[EXERCISE AIM]: An exact copy of the listing below is required.
##### EXCERPTED RECORDS #####
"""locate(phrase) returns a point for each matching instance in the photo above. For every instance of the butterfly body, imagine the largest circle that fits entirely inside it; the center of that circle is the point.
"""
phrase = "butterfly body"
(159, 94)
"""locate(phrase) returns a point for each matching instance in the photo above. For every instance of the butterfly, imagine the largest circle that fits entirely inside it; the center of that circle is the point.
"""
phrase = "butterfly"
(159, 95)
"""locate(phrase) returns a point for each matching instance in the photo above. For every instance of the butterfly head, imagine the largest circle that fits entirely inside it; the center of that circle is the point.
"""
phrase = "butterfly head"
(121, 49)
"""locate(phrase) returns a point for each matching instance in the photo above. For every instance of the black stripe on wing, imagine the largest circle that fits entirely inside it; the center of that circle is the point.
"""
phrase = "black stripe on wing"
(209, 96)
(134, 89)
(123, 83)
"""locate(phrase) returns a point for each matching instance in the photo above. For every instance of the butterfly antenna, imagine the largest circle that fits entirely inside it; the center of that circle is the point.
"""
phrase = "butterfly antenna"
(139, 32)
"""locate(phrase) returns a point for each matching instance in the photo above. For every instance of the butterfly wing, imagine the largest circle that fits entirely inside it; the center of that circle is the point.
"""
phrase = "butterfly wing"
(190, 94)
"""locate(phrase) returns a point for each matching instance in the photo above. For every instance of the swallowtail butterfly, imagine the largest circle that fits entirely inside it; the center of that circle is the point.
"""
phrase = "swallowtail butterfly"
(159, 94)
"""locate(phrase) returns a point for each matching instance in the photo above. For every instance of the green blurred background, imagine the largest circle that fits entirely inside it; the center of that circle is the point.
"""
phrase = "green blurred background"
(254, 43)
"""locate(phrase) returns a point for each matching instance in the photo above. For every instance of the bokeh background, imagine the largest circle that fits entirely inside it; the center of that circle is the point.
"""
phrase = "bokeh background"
#####
[EXPECTED OUTPUT]:
"""locate(phrase) returns a point for each matching instance in the photo above. For every instance of the butterfly body, imagine the largest circle that fits entirely inside it; the center of that circle is the point.
"""
phrase = "butterfly body"
(159, 94)
"""locate(phrase) returns a point for each matching instance in the photo above. For every instance of the butterfly, imagine the largest circle that fits entirely inside it; the center of that circle is the point.
"""
phrase = "butterfly"
(159, 95)
"""locate(phrase) returns a point for each matching instance in the photo above. For every instance of the butterfly head, imagine the largest circle that fits entirely inside it; the center of that circle is the point.
"""
phrase = "butterfly head"
(121, 49)
"""locate(phrase) returns a point for each matching instance in the photo above. For every instance of the black stripe on wing, imagine the largest circle that fits entirely inside it; the center of that circle is the point.
"""
phrase = "black stripe on wing"
(209, 96)
(134, 89)
(123, 83)
"""locate(phrase) returns a point for each matching instance in the photo above. For every instance of the butterfly antenna, imagine the largest circle that fits entirely inside it; the center of that circle is the point.
"""
phrase = "butterfly antenna"
(139, 32)
"""locate(phrase) returns a point for each matching instance in the photo above. For every instance of the butterfly wing, imagine the largest circle that fits entirely inside it; the center of that circle is the point.
"""
phrase = "butterfly wing"
(190, 94)
"""locate(phrase) returns a point for each matching instance in the photo above. For every instance of the swallowtail butterfly, imagine the largest circle that fits entirely inside it; the center of that circle is the point.
"""
phrase = "swallowtail butterfly"
(159, 94)
"""locate(phrase) returns a point for each matching instance in the photo above. For every instance of the green blurred background, imagine the largest circle that fits entirely inside it; the center of that circle is the point.
"""
phrase = "green blurred background"
(254, 43)
"""locate(phrase) returns a point for each matching instance in the photo above. For every instance of the bokeh background, imagine the largest circle that fits entirely inside it; the center of that circle is the point.
"""
phrase = "bokeh background"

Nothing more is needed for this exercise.